• DATA LISTING:
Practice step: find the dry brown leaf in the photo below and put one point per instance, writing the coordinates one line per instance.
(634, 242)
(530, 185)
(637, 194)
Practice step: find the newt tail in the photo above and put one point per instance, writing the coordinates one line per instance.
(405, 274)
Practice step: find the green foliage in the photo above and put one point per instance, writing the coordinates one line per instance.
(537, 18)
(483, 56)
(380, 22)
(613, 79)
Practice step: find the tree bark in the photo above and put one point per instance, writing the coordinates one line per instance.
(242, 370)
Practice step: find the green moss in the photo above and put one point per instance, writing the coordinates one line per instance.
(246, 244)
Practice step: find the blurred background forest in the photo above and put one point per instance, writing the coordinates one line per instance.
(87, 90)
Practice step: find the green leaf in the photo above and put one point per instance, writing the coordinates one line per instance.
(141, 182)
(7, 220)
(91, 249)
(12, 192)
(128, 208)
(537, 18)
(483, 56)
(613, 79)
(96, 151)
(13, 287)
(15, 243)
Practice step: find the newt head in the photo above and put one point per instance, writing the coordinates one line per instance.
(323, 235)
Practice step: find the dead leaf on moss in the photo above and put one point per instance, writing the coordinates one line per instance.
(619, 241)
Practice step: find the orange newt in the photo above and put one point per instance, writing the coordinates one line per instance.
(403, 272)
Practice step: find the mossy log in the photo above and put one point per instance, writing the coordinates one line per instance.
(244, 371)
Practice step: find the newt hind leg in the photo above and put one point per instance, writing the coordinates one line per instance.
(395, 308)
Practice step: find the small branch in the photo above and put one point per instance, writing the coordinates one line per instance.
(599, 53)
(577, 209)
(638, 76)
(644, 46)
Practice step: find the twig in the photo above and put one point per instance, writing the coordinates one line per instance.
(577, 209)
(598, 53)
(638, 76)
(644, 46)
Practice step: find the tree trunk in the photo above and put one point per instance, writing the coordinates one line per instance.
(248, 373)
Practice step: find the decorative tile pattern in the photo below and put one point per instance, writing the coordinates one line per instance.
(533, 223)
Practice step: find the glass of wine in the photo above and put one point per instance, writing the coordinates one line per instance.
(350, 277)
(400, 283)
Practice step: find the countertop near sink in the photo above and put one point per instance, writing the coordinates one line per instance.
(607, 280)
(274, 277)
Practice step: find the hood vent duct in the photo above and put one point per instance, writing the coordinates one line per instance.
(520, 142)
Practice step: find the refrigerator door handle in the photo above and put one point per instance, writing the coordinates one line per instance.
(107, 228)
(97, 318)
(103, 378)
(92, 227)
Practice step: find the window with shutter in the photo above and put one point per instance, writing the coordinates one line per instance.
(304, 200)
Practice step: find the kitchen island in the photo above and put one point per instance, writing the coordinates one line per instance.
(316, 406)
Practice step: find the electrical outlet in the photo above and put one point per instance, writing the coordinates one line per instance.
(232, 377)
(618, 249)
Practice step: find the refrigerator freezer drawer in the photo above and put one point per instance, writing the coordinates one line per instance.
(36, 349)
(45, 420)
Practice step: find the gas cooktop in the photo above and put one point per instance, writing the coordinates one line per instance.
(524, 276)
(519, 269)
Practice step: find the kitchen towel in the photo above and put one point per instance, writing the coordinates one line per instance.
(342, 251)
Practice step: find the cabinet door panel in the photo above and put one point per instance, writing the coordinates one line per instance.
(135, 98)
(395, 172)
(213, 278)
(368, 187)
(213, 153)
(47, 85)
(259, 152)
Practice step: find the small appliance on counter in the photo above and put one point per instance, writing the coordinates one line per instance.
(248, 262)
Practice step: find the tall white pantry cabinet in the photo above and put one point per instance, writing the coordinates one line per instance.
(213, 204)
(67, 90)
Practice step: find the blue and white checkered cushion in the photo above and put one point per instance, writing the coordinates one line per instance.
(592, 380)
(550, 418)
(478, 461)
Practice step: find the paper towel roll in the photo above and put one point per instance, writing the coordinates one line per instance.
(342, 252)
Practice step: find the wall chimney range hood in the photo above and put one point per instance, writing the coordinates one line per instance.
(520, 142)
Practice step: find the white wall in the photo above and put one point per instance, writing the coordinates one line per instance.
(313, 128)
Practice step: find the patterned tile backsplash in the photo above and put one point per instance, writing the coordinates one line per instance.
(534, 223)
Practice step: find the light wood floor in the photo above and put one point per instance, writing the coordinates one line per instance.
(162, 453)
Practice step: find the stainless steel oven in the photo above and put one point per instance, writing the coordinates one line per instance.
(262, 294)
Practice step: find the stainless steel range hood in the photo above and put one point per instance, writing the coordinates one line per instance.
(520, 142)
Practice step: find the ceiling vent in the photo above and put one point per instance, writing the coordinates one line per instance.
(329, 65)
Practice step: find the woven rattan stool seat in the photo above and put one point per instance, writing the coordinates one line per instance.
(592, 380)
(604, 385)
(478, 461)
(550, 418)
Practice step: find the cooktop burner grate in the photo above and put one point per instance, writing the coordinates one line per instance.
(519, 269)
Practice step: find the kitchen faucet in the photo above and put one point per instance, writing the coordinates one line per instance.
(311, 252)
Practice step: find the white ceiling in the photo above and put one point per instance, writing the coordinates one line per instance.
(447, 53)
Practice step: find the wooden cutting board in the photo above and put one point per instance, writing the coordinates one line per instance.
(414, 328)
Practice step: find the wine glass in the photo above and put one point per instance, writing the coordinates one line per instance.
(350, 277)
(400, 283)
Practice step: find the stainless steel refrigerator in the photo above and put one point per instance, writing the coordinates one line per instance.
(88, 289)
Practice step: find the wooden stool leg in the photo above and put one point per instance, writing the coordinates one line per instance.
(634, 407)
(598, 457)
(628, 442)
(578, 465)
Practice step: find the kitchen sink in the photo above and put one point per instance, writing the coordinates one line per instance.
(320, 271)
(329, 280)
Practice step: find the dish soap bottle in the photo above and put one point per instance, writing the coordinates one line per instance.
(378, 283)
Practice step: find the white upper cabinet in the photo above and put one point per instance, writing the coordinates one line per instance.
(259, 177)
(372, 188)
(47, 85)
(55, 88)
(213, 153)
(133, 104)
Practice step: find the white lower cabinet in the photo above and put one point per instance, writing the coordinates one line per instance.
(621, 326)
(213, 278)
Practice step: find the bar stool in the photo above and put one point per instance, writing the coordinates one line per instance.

• PROBLEM STATEMENT:
Restate all of the material above exactly as written.

• REPLY TO THE TASK:
Practice step: find the dry brown leaf in the photo below and put one point per instance, writing the coordinates one line per instance.
(634, 242)
(530, 185)
(637, 194)
Practice step: find the newt tail in the photo above and put one point per instance, writing the coordinates one line per instance.
(405, 274)
Practice step: find the green foliage in the photo above and put one point per instance, writing the coordinates one line per instance.
(537, 18)
(483, 56)
(380, 22)
(613, 79)
Practice step: find the tree bark in the photo above and put one point per instance, writing the coordinates one line per instance.
(242, 370)
Practice step: find the green moss in the photo above and put one point per instance, writing the coordinates one line per instance.
(246, 244)
Practice step: find the blurred background forest in the photo above and put one point per instance, writing the coordinates one line per instance.
(87, 90)
Practice step: find the green leaf in the photo above and put one point per instance, writing the coordinates one line per instance.
(141, 182)
(7, 220)
(91, 249)
(12, 192)
(128, 208)
(537, 18)
(483, 56)
(613, 79)
(96, 151)
(13, 287)
(15, 243)
Practice step: find the newt head in the photo above and put one point per instance, writing the coordinates one line per instance.
(323, 235)
Practice step: find the dead leaf on moss in the photo above and put one point per instance, writing the coordinates one line per instance.
(619, 241)
Practice step: find the orange newt in the photo above and put one point per instance, writing the coordinates one line per instance.
(403, 272)
Practice step: find the mossy log in the photo above and put one point per instance, writing the coordinates one line per instance.
(244, 371)
Practice step: find the newt hind leg in the photo above and put one point per instance, writing the coordinates one line per instance.
(395, 308)
Practice step: find the small branch in the photo above and put one point per instance, writing the coordinates one line per instance.
(599, 53)
(577, 209)
(638, 76)
(644, 46)
Practice step: find the twig in the photo above and put one point per instance, writing the coordinates one line per instance.
(577, 209)
(598, 53)
(638, 76)
(644, 46)
Practice step: find the tree trunk in the photo above and put one point per instance, writing the coordinates one line per instance.
(248, 373)
Practice step: find the decorative tile pattern in the photo below and put one point per instance, writing the coordinates one line per instance.
(533, 223)
Practice step: find the glass of wine in the photo above and put one point per instance, writing the coordinates one line per instance.
(350, 277)
(400, 283)
Practice step: find the countertop near sink in the photo above and put one point per instance, writing the coordinates one line per instance.
(607, 280)
(274, 277)
Practice step: find the hood vent duct in the photo above and put one point per instance, writing the coordinates one line per instance.
(520, 142)
Practice step: find the refrigerator door handle in the photo above and put one point per instance, writing the coordinates one line per instance.
(107, 228)
(97, 318)
(103, 378)
(92, 227)
Practice step: find the window with shutter in the photo above and put one point per instance, writing the coordinates one line per instance.
(304, 200)
Practice step: find the kitchen island in the photo above and put one point per instance, writing the coordinates one line per instance.
(316, 406)
Practice step: find the electrical outlet in the photo above and put one point per instance, writing the coordinates one line per instance.
(232, 377)
(618, 249)
Practice step: find the refrigerator freezer drawer in the photo above and put one point per instance, writing the coordinates one line per instance.
(36, 349)
(45, 420)
Practice step: find the gas cooktop in the photo above and put one point per instance, writing the coordinates one line per instance.
(524, 276)
(519, 269)
Practice step: find the kitchen towel in the photo above and put one point per instance, writing the coordinates one line per instance.
(342, 251)
Practice step: find the cabinet door panel in the photo above and put one point per instance, writing the coordinates one line per instance.
(135, 98)
(395, 172)
(213, 278)
(368, 187)
(213, 153)
(47, 85)
(259, 152)
Practice step: find the small appliance on counter in the photo above and put one point per instance, writing the coordinates one line per instance.
(248, 262)
Practice step: find the tall white pantry cabinet in the photo above and put one point per instance, writing the coordinates one line per instance.
(213, 204)
(67, 90)
Practice step: find the blue and white checkered cushion in the photo above and put one point per instance, writing the coordinates one line per instance.
(592, 380)
(550, 418)
(478, 461)
Practice step: find the paper towel roll in the photo above and put one point per instance, writing the coordinates one line per instance.
(342, 252)
Practice step: find the wall chimney range hood in the photo above and put one point per instance, writing the coordinates one line per instance.
(520, 142)
Practice step: find the white wall in the photo above and put one point per instance, writing the coordinates one line per instance.
(313, 128)
Practice step: find the patterned tile backsplash in the photo above and put one point per instance, writing the coordinates one line per instance.
(534, 223)
Practice step: find the light wood floor in the photo above and put one point per instance, writing the coordinates one line per instance.
(162, 453)
Practice step: find the stainless steel oven in the photo above and put one point per instance, writing the coordinates one line per instance.
(262, 294)
Practice step: find the stainless steel range hood in the photo above and put one point per instance, writing the coordinates one line per instance.
(520, 142)
Practice step: find the ceiling vent in the photo above and put one point per instance, writing the coordinates one line per instance.
(329, 65)
Practice step: find the woven rattan stool seat in the photo above and put one point per instance, writing the coordinates one line per instance.
(592, 380)
(604, 385)
(478, 461)
(550, 418)
Practice step: find the cooktop burner grate in the photo above and put one point per instance, writing the coordinates one line per instance.
(519, 269)
Practice step: find the kitchen faucet in the photo above and put one point per instance, writing the coordinates one line per instance.
(311, 252)
Practice step: find the white ceiling in the photo above and put one point per instance, writing the coordinates one line per instance.
(447, 53)
Practice step: find the wooden cutting board in the photo above and put one point per instance, writing the coordinates one line per instance.
(414, 328)
Practice step: find the wine glass in the photo above and put one point per instance, writing the coordinates one line per instance.
(350, 277)
(400, 283)
Practice step: find the stainless steel refrigerator in the photo above and put one point per instance, writing the coordinates one line per instance.
(88, 289)
Practice step: find the wooden stool leg in the photo above and put one point per instance, writing the coordinates one line per instance.
(634, 407)
(598, 457)
(628, 442)
(578, 465)
Practice step: find the kitchen sink in the photo above and put one point per instance, writing the coordinates one line per instance.
(320, 271)
(329, 280)
Practice step: find the dish soap bottle in the photo above and put one point per instance, writing the coordinates one line per instance.
(378, 283)
Practice step: find the white upper cabinet in the photo above and put one point per instance, writing the coordinates one line per instance.
(259, 177)
(372, 188)
(47, 85)
(55, 88)
(213, 153)
(133, 104)
Practice step: find the white lower cabinet in the photo above and put one point per instance, writing the coordinates one line per instance.
(621, 326)
(213, 278)
Practice step: find the bar stool in the photo above and put one point per instance, writing the coordinates one line per instance.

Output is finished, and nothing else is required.